#### EXERCISE BRIEF
Every entry that follows should be written out again exactly.

-------- DATA --------

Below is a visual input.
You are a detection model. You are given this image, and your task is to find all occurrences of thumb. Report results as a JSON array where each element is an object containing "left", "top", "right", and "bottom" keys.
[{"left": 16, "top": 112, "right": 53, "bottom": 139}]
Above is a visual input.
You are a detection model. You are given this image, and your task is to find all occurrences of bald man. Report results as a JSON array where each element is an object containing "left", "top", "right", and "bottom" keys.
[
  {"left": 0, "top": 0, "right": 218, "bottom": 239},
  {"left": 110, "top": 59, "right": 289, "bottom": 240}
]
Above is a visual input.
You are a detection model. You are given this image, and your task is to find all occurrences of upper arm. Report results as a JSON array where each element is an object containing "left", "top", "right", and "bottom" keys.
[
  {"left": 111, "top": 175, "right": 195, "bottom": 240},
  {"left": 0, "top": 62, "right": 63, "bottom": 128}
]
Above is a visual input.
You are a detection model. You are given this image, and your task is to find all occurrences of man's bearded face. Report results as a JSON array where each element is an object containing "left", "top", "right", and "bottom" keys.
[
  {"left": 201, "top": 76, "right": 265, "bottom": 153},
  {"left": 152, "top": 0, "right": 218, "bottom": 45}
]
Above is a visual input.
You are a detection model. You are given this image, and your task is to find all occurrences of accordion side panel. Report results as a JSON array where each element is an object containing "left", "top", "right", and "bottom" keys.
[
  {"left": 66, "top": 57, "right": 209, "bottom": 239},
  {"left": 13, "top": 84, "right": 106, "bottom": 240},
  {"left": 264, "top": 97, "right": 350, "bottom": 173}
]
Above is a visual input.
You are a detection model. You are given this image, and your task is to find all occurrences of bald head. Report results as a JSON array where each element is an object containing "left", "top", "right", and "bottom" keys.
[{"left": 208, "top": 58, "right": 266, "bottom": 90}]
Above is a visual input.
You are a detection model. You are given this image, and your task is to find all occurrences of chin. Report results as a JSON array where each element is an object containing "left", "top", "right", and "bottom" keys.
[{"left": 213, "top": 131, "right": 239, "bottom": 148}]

--------

#### ANSWER AREA
Below is a visual input.
You are a detection model. You are given this image, and your task is to find all occurrences of thumb. Report results as a JSON array where each element is an object containing "left", "top", "right", and "bottom" keys.
[{"left": 16, "top": 112, "right": 53, "bottom": 139}]
Above is a visual input.
You are a detection model. You are given this image, and your task is to find all occurrences of bald man. Report results as a JSON array where each element is an object containing "left", "top", "right", and "bottom" keys.
[
  {"left": 0, "top": 0, "right": 218, "bottom": 239},
  {"left": 110, "top": 59, "right": 289, "bottom": 240}
]
Above is a visual input.
You are a detection model. You are given this image, and your task is to find all occurrences of upper arm. Report results as a JSON array where each element is an object containing "left", "top", "right", and "bottom" keys.
[
  {"left": 111, "top": 175, "right": 195, "bottom": 240},
  {"left": 0, "top": 62, "right": 63, "bottom": 128}
]
Above is a visual input.
You are a detection model. You are given this image, and your task is to find all occurrences of man's bearded face. Report results as a JSON array where each element is an object containing "left", "top", "right", and "bottom" keys.
[
  {"left": 201, "top": 76, "right": 265, "bottom": 153},
  {"left": 152, "top": 0, "right": 218, "bottom": 45}
]
Above is a visual input.
You are a detection model. You are given this image, and your task is to find all occurrences of accordion side panel. Report results as a JSON array where each element is an object containing "left", "top", "right", and "bottom" keys.
[
  {"left": 66, "top": 57, "right": 209, "bottom": 239},
  {"left": 13, "top": 84, "right": 106, "bottom": 240},
  {"left": 264, "top": 97, "right": 350, "bottom": 173}
]
Above is a visual input.
You are a detection model. You are given this image, and your task is to find all occurrences of bald head. Report results as a JSON array where each element is an object containing "left", "top", "right", and "bottom" keys.
[{"left": 208, "top": 58, "right": 266, "bottom": 90}]
Above is a visual input.
You are a detection model. You are given this image, and your task is to find all occurrences of chin. Report results as a JSON array where each element is an object containing "left", "top", "right", and "bottom" keys.
[{"left": 213, "top": 131, "right": 239, "bottom": 148}]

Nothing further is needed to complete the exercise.